_What to produce_
Everything except the pictures should be printed exactly as it appears in the records.

_Given data_
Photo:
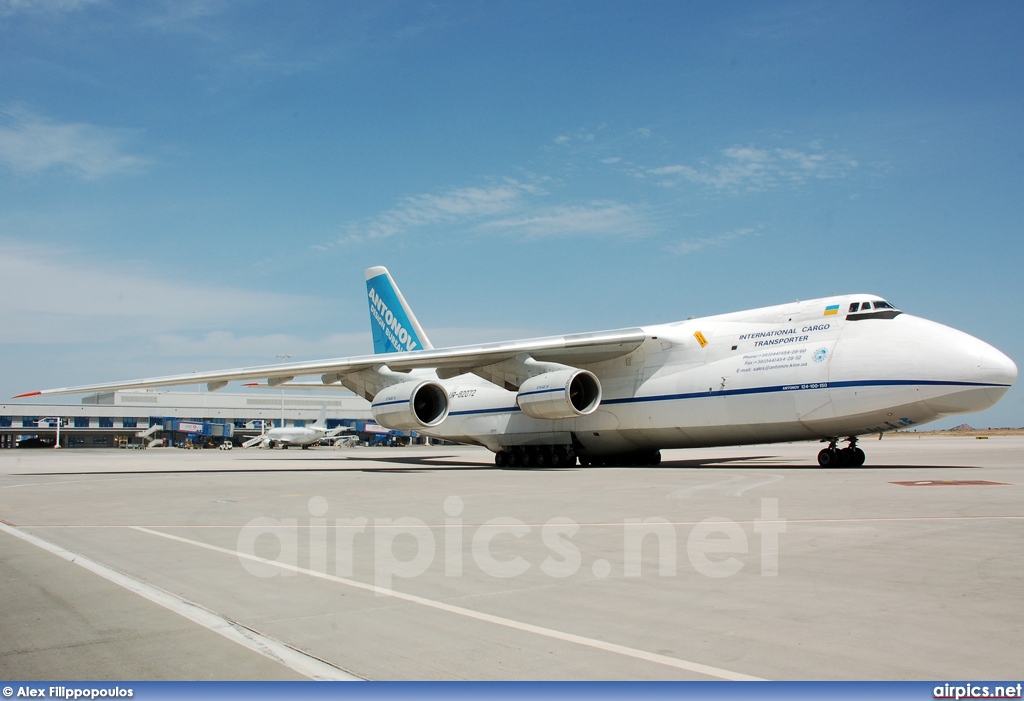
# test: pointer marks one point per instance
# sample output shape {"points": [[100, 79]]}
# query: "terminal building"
{"points": [[147, 418]]}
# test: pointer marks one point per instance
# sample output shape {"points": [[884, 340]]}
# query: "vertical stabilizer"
{"points": [[394, 326], [322, 422]]}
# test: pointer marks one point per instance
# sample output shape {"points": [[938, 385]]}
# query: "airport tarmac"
{"points": [[432, 564]]}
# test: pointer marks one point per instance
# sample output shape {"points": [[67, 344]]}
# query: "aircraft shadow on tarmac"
{"points": [[445, 463]]}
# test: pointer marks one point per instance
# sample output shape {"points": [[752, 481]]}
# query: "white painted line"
{"points": [[686, 665], [293, 659]]}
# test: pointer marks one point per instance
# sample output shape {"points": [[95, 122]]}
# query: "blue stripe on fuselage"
{"points": [[759, 390]]}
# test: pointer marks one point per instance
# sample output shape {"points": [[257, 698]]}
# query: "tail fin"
{"points": [[322, 422], [394, 326]]}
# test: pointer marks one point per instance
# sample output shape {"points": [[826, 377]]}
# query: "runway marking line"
{"points": [[880, 519], [686, 665], [296, 660]]}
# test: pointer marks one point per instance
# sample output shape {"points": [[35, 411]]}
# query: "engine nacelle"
{"points": [[411, 405], [562, 394]]}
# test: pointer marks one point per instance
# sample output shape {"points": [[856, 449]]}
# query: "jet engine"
{"points": [[562, 394], [411, 405]]}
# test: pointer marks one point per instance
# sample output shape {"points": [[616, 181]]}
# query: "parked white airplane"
{"points": [[828, 369], [286, 436]]}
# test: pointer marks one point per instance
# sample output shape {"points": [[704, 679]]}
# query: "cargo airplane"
{"points": [[830, 369]]}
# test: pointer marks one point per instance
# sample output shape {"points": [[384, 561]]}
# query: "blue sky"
{"points": [[196, 185]]}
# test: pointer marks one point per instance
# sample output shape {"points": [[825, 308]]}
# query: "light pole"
{"points": [[58, 422], [283, 356]]}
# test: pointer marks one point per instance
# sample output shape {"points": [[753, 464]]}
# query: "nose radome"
{"points": [[996, 367]]}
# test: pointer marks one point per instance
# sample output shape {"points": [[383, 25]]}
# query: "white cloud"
{"points": [[687, 246], [595, 218], [31, 144], [752, 169], [460, 205]]}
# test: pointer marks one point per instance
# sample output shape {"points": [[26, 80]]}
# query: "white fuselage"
{"points": [[793, 371], [295, 435]]}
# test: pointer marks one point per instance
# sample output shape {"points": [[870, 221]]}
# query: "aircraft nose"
{"points": [[997, 369]]}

_Answer to this problem_
Photo:
# test: pointer marks one point per instance
# sample output shape {"points": [[100, 79]]}
# query: "terminal building"
{"points": [[147, 418]]}
# test: pointer marks one point per instance
# sample output shape {"points": [[884, 340]]}
# query: "vertical stabilizer"
{"points": [[394, 326], [322, 422]]}
# test: pointer marks one point per instance
# sample output shape {"points": [[938, 385]]}
# query: "airport tarmac"
{"points": [[432, 564]]}
# test: pointer marks one point per instance
# sample output shape {"points": [[67, 344]]}
# query: "aircraft shadow on tarmac"
{"points": [[445, 463]]}
# test: pointer marks one point per instance
# sample output shape {"points": [[752, 481]]}
# query: "white painted line"
{"points": [[686, 665], [293, 659]]}
# test: pointer marks one point per instance
# sample output shape {"points": [[95, 122]]}
# query: "blue stripe on fuselage"
{"points": [[759, 390]]}
# test: pointer marks one point per instance
# sample output shape {"points": [[257, 698]]}
# query: "tail fin"
{"points": [[322, 422], [394, 326]]}
# test: pointer marks one point per instance
# sample output shape {"points": [[826, 377]]}
# query: "runway marking line"
{"points": [[880, 519], [686, 665], [296, 660]]}
# test: pointer marks one point per instance
# sample output shape {"points": [[35, 411]]}
# query: "engine nacelle"
{"points": [[411, 405], [562, 394]]}
# test: pointer marks one point per instance
# sample output shape {"points": [[856, 449]]}
# query: "jet engine"
{"points": [[562, 394], [411, 405]]}
# test: pointer marks one point per instance
# sample output shape {"points": [[616, 181]]}
# query: "parked white airplane"
{"points": [[828, 369], [286, 436]]}
# test: pointer marks one point per instance
# sample output shape {"points": [[704, 679]]}
# query: "cargo airplane"
{"points": [[830, 369]]}
# test: pointer marks one point per instance
# sample output shape {"points": [[384, 561]]}
# query: "blue sky"
{"points": [[196, 185]]}
# test: pointer marks one point per instance
# sample output shape {"points": [[825, 308]]}
# query: "light pole"
{"points": [[58, 422], [283, 356]]}
# test: pointer marks one point per instance
# sample output shape {"points": [[753, 464]]}
# query: "nose radome"
{"points": [[996, 367]]}
# test: pointer marks one point per instance
# sample output shape {"points": [[383, 25]]}
# query: "white cloud"
{"points": [[687, 246], [595, 218], [31, 144], [752, 169], [460, 205]]}
# test: pointer marks one point per instance
# sample output shape {"points": [[26, 80]]}
# query: "white fuselage"
{"points": [[793, 371], [295, 435]]}
# test: pointer marks one point per instance
# sample output shape {"points": [[870, 221]]}
# query: "aircraft nose"
{"points": [[997, 369]]}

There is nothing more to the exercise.